Image point grounding data
*-*-*

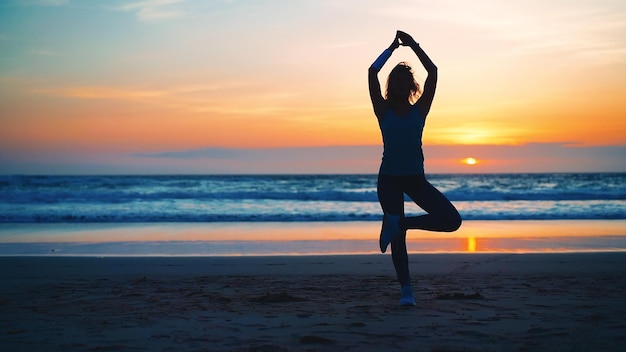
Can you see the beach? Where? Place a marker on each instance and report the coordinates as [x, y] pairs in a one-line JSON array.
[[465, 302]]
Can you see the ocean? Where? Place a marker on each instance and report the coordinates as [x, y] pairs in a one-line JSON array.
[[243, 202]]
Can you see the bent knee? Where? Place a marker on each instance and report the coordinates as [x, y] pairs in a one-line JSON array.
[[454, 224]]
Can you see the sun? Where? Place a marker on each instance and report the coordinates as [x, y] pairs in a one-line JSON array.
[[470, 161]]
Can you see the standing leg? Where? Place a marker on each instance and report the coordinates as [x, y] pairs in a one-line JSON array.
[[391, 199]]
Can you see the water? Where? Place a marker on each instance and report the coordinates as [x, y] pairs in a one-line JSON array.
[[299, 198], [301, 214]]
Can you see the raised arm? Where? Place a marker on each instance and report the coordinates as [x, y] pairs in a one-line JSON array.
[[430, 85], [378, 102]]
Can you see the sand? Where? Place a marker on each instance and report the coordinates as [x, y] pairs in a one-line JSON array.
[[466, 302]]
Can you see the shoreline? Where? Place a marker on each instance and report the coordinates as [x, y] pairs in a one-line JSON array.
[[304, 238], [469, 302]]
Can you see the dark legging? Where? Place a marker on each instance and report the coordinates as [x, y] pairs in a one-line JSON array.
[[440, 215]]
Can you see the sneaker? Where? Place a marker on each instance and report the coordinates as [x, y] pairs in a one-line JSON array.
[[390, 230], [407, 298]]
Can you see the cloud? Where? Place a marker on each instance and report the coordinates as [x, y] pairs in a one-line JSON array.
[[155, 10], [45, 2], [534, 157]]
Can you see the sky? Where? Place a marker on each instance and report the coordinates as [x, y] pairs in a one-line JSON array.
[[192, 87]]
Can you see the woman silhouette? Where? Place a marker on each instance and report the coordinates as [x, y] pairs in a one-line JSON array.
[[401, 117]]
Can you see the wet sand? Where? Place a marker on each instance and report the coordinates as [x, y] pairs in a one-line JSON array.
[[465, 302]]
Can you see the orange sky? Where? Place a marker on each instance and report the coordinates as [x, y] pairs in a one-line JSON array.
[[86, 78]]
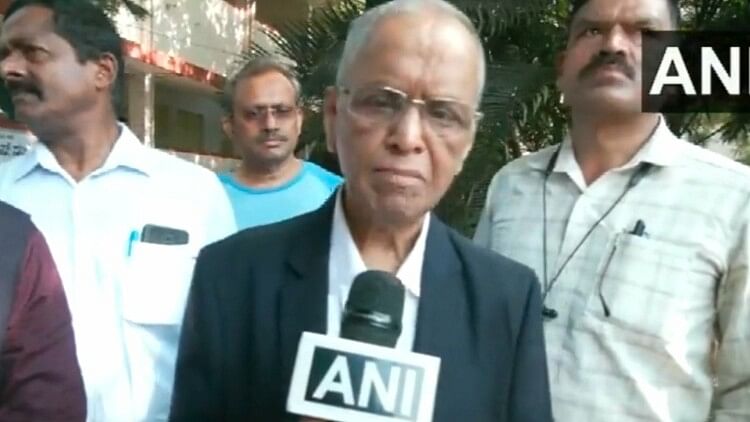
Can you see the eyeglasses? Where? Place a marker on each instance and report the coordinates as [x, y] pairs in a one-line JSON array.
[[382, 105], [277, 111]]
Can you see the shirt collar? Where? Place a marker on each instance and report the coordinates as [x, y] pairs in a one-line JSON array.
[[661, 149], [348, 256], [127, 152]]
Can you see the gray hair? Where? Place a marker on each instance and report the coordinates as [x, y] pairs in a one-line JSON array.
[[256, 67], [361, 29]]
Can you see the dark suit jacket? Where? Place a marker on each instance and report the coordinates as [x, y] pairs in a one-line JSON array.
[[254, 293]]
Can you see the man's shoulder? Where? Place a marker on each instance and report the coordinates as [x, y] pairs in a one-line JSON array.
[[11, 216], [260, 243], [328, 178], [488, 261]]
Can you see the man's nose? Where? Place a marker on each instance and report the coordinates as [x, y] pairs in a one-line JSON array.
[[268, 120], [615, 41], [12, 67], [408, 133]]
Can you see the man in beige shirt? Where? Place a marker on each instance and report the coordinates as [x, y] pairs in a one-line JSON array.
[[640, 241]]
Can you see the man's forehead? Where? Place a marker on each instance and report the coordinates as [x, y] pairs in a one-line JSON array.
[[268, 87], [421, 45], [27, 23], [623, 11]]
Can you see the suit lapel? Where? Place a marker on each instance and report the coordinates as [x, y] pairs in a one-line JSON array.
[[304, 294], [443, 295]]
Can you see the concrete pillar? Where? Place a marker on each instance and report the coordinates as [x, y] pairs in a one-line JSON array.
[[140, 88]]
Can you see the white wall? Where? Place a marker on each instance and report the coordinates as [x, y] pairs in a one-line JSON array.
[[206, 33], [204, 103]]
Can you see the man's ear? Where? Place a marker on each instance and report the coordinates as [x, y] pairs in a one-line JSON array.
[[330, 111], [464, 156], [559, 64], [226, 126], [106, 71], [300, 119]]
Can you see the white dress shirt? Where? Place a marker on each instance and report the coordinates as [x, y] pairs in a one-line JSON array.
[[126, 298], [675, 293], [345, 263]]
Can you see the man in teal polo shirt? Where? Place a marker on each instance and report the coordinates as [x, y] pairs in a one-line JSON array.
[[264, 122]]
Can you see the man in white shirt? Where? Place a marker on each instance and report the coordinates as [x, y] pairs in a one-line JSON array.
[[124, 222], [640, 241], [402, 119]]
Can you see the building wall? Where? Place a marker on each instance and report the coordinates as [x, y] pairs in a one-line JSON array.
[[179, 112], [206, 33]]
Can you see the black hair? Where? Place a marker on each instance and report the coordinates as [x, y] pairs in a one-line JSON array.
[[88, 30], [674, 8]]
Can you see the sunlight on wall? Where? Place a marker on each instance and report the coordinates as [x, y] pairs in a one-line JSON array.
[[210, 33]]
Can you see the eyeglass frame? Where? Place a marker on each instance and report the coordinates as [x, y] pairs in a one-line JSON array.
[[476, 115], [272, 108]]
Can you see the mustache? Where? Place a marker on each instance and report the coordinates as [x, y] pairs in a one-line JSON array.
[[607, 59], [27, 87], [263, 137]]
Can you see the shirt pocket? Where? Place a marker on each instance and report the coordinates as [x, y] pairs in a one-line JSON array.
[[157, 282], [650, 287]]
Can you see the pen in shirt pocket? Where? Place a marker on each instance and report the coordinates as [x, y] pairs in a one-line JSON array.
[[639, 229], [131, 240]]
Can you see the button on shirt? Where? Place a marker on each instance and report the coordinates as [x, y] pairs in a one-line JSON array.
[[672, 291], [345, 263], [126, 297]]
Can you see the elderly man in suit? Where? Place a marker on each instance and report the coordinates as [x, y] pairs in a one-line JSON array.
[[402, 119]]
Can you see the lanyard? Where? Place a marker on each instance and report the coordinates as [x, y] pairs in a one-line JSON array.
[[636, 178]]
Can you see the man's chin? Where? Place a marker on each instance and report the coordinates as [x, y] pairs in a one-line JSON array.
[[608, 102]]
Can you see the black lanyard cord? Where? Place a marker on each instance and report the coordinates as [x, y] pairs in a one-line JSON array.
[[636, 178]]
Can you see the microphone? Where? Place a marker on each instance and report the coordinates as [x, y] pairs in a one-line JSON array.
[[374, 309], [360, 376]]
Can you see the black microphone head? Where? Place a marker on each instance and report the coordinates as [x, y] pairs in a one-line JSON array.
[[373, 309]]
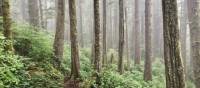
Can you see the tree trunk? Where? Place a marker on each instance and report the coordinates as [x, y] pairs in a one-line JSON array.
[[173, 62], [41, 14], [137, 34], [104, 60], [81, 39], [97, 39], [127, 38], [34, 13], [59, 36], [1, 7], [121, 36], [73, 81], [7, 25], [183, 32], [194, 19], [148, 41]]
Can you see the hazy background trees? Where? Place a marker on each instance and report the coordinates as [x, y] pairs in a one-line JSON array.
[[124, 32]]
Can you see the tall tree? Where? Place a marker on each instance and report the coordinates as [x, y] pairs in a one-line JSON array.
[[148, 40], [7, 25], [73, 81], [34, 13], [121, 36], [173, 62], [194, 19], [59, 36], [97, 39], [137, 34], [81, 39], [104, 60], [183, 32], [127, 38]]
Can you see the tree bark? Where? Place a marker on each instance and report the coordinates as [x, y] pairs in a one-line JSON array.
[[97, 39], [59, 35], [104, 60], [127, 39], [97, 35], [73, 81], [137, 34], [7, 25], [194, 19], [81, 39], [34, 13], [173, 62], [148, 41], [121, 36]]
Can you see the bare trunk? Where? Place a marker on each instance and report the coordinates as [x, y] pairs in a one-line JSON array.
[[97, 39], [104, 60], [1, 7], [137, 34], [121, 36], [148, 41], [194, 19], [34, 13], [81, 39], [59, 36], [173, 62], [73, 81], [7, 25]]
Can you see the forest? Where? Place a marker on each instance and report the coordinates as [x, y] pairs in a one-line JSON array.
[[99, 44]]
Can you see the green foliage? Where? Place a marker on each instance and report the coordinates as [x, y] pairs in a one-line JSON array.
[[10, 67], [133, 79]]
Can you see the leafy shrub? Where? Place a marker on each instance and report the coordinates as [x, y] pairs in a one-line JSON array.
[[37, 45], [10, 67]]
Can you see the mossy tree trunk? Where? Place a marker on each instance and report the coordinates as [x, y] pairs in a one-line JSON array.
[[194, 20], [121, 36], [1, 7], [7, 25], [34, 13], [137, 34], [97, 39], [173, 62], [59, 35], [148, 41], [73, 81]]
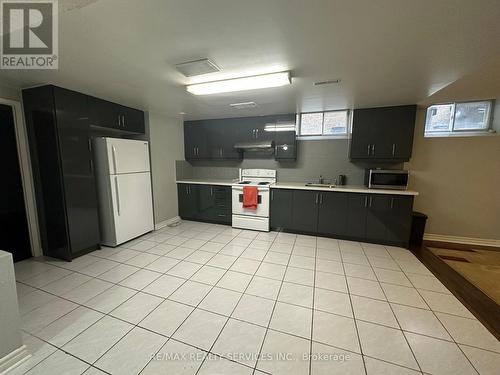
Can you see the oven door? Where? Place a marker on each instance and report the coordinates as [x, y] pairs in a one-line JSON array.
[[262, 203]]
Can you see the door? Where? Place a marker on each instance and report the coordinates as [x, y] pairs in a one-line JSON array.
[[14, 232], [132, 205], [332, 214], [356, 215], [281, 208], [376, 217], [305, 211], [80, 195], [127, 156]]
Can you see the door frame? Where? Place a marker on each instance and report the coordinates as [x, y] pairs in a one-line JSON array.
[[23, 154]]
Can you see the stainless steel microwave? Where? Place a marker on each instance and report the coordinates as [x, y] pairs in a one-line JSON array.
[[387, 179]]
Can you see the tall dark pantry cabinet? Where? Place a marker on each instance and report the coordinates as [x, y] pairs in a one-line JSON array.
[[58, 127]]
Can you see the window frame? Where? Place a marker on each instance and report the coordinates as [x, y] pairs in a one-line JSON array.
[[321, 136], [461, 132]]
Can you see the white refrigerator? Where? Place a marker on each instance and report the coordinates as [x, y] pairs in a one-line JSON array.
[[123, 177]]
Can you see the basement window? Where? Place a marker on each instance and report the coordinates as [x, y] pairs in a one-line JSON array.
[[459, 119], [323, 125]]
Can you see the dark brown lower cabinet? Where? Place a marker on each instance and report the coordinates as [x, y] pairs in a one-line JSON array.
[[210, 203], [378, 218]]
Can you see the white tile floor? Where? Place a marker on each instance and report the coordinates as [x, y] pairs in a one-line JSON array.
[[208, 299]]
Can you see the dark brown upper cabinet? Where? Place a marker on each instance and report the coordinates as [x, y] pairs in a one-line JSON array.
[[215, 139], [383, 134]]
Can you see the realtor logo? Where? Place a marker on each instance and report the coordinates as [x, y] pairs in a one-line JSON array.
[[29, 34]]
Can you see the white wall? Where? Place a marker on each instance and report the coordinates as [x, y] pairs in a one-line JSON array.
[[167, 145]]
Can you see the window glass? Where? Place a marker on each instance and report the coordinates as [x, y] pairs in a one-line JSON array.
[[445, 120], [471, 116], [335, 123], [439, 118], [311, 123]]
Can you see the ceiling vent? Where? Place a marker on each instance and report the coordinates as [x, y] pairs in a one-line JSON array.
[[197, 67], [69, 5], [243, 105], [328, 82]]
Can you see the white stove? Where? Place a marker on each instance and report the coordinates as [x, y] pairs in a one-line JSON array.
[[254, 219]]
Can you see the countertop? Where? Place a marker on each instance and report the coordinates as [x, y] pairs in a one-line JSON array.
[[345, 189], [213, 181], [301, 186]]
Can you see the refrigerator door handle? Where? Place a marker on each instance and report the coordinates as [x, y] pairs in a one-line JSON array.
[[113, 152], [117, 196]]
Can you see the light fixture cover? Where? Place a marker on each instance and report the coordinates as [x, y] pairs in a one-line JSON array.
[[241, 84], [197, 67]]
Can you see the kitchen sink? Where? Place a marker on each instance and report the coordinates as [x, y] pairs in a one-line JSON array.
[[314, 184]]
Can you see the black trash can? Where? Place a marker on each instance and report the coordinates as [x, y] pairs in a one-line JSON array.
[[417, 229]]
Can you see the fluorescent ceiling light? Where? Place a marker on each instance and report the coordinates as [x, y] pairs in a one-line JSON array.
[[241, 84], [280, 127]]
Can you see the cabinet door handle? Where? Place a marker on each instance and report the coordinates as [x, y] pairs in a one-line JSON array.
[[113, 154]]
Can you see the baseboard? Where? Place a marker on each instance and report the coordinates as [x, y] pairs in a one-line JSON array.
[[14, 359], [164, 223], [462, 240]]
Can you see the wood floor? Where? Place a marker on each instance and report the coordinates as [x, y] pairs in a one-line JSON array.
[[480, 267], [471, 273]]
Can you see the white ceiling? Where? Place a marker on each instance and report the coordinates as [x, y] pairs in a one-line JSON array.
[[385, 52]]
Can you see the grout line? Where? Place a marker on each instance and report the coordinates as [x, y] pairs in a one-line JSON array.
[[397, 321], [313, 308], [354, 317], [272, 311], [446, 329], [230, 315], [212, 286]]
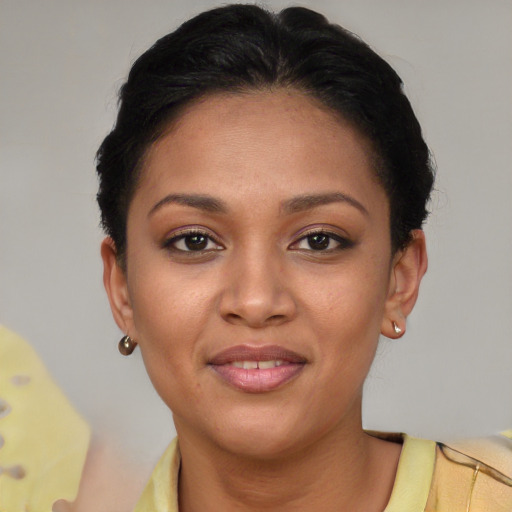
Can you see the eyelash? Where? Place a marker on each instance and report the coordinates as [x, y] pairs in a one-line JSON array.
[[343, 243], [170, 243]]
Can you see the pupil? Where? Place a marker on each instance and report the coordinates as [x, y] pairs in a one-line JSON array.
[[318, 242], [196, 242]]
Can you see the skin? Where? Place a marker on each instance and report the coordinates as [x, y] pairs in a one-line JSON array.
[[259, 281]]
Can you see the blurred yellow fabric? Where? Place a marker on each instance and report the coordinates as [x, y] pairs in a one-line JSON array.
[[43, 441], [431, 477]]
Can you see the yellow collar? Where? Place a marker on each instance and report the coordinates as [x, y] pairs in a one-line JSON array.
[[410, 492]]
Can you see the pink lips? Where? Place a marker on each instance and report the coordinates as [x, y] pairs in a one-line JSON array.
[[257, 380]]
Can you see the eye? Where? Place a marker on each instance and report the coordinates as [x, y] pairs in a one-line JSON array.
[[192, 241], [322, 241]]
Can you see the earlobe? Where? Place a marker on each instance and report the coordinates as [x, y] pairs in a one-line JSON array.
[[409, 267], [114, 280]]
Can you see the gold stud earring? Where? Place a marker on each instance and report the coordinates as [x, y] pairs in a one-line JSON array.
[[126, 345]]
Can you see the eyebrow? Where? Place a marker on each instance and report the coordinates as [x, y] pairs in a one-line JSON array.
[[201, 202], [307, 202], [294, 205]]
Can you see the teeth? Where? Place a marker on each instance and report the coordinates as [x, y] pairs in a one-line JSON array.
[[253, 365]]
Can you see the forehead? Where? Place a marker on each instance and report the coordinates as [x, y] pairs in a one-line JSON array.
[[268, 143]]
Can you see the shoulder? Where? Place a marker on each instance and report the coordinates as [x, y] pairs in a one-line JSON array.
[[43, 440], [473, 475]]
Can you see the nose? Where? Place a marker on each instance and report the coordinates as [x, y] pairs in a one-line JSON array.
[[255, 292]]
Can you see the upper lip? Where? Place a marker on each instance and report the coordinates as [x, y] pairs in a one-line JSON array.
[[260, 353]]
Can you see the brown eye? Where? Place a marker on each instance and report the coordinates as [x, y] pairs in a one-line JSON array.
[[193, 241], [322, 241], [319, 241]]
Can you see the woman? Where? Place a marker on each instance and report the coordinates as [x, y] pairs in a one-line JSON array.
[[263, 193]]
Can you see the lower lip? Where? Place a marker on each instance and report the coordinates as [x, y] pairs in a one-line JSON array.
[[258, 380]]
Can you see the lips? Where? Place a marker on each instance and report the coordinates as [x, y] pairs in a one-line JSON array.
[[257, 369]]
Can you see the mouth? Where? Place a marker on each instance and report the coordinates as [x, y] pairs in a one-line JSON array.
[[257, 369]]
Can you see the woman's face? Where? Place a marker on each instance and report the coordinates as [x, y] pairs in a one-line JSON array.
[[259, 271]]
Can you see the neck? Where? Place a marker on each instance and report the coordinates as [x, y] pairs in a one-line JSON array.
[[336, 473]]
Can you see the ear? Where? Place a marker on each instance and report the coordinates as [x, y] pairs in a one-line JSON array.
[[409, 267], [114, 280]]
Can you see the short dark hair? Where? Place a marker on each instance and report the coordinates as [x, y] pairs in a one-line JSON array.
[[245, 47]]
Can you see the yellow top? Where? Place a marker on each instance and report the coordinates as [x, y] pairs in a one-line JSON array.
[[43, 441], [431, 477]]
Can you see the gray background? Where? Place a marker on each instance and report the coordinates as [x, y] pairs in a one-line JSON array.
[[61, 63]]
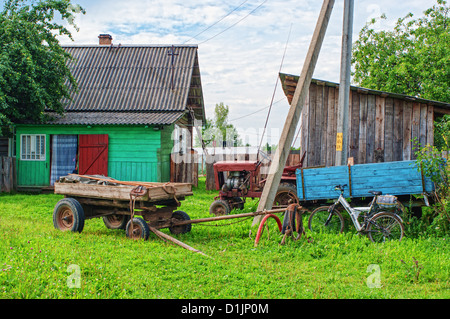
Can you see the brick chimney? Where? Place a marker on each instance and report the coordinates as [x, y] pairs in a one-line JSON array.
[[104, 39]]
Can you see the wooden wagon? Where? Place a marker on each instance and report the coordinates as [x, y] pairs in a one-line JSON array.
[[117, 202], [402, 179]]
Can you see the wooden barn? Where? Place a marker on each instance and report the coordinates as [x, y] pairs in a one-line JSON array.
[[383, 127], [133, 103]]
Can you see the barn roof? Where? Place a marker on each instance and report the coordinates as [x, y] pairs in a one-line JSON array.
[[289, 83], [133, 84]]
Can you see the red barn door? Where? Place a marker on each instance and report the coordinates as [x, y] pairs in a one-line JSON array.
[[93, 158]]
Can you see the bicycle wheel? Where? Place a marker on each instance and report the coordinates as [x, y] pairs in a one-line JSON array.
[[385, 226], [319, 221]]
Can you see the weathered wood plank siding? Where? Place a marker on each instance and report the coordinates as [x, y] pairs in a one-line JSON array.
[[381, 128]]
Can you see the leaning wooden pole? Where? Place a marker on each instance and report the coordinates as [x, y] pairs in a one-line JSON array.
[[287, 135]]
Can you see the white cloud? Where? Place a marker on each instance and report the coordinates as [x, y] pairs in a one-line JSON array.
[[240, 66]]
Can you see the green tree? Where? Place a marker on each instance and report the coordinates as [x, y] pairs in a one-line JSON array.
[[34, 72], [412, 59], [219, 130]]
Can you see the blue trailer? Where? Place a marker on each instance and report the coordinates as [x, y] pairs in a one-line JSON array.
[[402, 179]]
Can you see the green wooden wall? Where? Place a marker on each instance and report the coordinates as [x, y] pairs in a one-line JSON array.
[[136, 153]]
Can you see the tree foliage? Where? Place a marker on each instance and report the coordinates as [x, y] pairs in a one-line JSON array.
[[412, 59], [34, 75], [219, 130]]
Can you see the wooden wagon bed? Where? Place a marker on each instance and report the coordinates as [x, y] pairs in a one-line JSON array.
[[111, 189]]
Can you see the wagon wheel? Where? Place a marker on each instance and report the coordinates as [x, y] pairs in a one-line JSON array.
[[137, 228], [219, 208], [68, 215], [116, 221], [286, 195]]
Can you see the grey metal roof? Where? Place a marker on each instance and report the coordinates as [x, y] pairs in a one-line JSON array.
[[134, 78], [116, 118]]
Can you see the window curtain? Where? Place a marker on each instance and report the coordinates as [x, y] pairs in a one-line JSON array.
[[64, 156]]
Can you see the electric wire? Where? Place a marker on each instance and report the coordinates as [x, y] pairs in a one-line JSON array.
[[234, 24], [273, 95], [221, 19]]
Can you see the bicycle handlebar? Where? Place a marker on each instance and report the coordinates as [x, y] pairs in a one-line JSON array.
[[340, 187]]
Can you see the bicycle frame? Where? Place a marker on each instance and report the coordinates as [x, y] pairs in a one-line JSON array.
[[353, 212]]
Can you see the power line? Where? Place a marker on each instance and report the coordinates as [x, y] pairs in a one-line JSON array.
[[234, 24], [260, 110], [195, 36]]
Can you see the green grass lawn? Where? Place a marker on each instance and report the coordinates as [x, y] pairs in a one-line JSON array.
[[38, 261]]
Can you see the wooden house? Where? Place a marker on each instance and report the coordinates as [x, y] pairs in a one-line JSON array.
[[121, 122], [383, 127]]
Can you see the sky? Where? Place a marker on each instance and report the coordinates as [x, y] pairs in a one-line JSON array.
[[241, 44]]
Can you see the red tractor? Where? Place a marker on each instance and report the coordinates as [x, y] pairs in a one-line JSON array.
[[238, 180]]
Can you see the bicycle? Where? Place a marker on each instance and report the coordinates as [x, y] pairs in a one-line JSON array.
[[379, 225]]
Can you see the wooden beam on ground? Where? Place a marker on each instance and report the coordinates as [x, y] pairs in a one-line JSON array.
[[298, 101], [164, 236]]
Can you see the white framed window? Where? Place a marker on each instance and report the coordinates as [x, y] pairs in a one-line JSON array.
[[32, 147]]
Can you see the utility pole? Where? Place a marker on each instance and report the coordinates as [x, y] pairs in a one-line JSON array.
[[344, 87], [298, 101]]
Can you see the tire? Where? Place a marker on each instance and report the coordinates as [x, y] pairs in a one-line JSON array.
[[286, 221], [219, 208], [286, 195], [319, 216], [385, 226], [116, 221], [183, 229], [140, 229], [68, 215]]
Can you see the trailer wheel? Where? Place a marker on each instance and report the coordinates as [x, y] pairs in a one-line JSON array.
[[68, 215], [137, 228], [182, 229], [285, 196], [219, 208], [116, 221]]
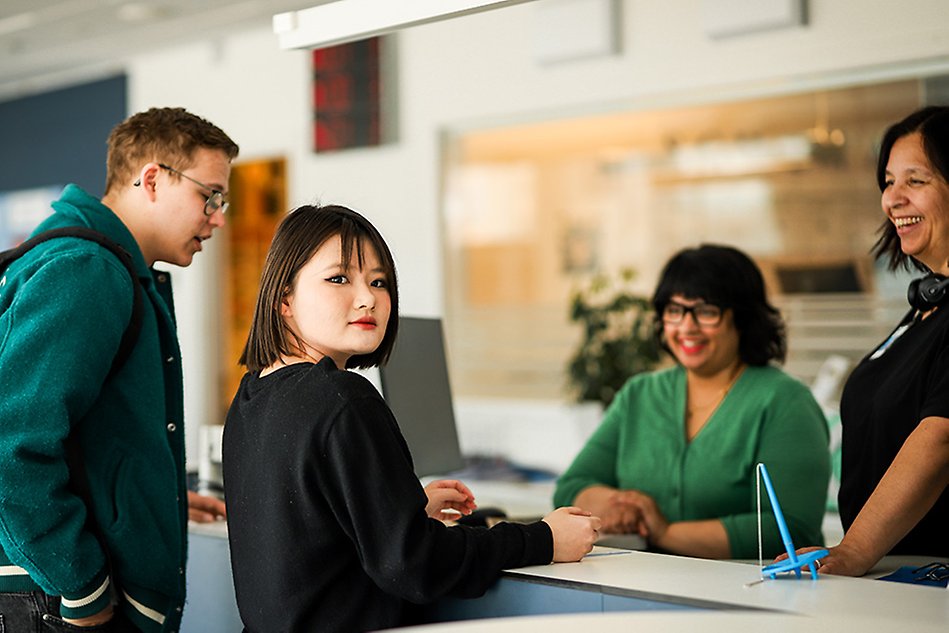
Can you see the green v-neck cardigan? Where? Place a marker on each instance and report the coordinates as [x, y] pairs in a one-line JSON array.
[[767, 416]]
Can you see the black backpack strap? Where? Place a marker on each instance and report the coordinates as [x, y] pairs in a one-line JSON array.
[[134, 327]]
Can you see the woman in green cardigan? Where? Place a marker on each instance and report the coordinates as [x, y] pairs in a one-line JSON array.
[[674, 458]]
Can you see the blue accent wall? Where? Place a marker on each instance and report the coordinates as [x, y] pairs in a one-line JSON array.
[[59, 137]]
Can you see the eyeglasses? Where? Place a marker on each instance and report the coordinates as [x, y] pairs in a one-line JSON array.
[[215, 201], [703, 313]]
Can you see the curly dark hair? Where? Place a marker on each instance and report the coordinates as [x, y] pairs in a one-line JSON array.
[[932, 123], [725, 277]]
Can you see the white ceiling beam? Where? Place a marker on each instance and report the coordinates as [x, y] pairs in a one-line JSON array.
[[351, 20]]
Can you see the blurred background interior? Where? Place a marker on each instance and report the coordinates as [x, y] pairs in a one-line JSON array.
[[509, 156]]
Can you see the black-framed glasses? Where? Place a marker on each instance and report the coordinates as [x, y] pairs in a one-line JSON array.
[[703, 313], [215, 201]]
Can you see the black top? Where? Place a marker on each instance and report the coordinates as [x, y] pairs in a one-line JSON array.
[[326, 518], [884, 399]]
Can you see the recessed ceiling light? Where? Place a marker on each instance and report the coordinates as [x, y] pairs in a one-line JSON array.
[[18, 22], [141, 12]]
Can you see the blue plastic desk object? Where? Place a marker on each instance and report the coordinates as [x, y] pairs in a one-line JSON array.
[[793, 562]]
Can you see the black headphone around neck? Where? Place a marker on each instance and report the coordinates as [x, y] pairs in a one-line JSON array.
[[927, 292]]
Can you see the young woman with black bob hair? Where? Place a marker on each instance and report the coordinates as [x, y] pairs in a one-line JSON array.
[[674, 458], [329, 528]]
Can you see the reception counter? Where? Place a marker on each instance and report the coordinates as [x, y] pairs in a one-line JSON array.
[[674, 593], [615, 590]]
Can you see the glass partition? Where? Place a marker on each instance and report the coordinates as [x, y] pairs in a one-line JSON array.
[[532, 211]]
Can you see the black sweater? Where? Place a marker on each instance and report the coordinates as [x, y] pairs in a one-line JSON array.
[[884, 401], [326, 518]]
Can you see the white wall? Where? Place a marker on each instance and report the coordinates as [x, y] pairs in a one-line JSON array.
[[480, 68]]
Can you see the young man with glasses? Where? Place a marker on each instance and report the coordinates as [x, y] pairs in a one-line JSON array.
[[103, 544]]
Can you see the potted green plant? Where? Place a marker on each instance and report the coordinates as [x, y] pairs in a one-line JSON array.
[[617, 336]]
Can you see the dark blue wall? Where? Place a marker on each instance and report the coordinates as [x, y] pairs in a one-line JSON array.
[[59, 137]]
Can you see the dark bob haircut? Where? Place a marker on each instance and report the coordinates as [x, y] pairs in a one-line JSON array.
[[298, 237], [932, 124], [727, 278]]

*-*-*

▶ _Problem details_: Lines from the one holding "Can you see the potted" to the last line of the records: return these exactly, and only these.

▶ _Answer below_:
Can you see the potted green plant? Where? Place a marker on each instance and report the coordinates as [x, y] pairs in a one-line JSON array.
[[617, 336]]
Can you see the dark blue wall? Where? Place a marker on each instance and report the coordinates as [x, y] pairs in a one-line JSON array.
[[59, 137]]
Can you see the dark bob haircut? Where? Place a marker on each instance and report the coordinates as [x, y] pairs in a one-line JSON array.
[[298, 237], [932, 124], [727, 278]]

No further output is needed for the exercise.